[Start of section]

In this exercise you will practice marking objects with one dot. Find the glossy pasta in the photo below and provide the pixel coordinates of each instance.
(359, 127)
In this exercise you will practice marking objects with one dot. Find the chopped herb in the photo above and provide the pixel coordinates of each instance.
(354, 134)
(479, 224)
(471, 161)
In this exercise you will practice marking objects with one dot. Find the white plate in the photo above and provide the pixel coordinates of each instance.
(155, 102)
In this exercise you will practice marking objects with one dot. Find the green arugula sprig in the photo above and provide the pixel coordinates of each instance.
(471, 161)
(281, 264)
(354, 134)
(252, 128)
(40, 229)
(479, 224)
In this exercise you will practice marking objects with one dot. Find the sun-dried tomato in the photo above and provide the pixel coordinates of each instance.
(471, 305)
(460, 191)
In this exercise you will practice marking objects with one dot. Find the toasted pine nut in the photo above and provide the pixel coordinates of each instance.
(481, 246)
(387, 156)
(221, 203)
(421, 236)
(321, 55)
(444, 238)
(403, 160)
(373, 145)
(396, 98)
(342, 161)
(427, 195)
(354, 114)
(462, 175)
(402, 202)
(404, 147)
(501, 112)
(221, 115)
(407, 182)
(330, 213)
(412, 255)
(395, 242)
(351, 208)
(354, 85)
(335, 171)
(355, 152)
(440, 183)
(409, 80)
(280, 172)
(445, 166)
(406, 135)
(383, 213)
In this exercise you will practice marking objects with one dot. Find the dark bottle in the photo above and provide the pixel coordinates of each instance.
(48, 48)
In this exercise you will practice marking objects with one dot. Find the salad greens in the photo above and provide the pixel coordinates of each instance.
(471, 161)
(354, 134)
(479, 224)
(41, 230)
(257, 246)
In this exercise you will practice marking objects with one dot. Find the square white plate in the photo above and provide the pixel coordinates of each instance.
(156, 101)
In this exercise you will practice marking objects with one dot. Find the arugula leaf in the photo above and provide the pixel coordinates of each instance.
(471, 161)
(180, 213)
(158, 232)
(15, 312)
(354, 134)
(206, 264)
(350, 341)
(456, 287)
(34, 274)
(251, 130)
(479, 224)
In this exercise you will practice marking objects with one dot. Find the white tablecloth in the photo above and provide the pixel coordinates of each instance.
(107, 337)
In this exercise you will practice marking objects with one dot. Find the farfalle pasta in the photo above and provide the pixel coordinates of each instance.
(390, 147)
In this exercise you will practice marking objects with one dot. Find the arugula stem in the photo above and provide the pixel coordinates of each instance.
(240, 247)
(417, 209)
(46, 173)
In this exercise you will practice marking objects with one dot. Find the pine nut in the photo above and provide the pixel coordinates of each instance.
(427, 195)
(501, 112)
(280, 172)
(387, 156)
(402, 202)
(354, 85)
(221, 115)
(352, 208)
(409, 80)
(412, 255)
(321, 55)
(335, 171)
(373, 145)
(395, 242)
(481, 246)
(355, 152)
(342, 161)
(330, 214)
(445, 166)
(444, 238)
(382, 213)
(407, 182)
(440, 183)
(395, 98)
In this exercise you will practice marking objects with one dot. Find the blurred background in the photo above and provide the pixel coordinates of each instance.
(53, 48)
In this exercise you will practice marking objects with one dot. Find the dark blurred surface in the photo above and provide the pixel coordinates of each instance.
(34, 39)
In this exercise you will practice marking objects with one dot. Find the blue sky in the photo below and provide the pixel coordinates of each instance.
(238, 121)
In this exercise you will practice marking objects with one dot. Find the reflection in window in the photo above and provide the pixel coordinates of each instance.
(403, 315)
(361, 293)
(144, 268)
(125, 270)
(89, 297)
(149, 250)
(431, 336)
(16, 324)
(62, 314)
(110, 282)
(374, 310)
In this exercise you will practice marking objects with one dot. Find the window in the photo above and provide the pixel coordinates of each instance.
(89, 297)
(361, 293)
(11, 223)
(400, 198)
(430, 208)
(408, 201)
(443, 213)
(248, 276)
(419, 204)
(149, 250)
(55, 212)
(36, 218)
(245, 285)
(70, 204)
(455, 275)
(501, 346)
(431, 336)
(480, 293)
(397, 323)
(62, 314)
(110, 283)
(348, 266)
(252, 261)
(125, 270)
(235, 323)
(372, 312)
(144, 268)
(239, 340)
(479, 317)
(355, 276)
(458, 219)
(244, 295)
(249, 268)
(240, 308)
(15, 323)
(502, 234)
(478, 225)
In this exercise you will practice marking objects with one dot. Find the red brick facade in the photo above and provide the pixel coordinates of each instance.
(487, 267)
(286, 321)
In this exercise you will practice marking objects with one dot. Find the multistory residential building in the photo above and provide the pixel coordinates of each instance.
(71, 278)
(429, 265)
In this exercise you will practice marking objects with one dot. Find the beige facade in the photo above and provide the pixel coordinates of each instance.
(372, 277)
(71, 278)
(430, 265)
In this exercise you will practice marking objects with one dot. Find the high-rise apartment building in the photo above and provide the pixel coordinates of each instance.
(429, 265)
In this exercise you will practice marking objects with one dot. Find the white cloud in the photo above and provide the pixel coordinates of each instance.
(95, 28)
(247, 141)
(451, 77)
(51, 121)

[End of section]

**EXERCISE DESCRIPTION**. The required output is every line from the one that holds "the white cloud" through the last line of the listing above, retyped exactly and with nothing else.

**WRITTEN SOLUTION**.
In this exercise you will practice marking objects with one dot. Find the white cloud in the photo above and provide the pixel coordinates of each instance.
(95, 28)
(247, 141)
(451, 77)
(51, 121)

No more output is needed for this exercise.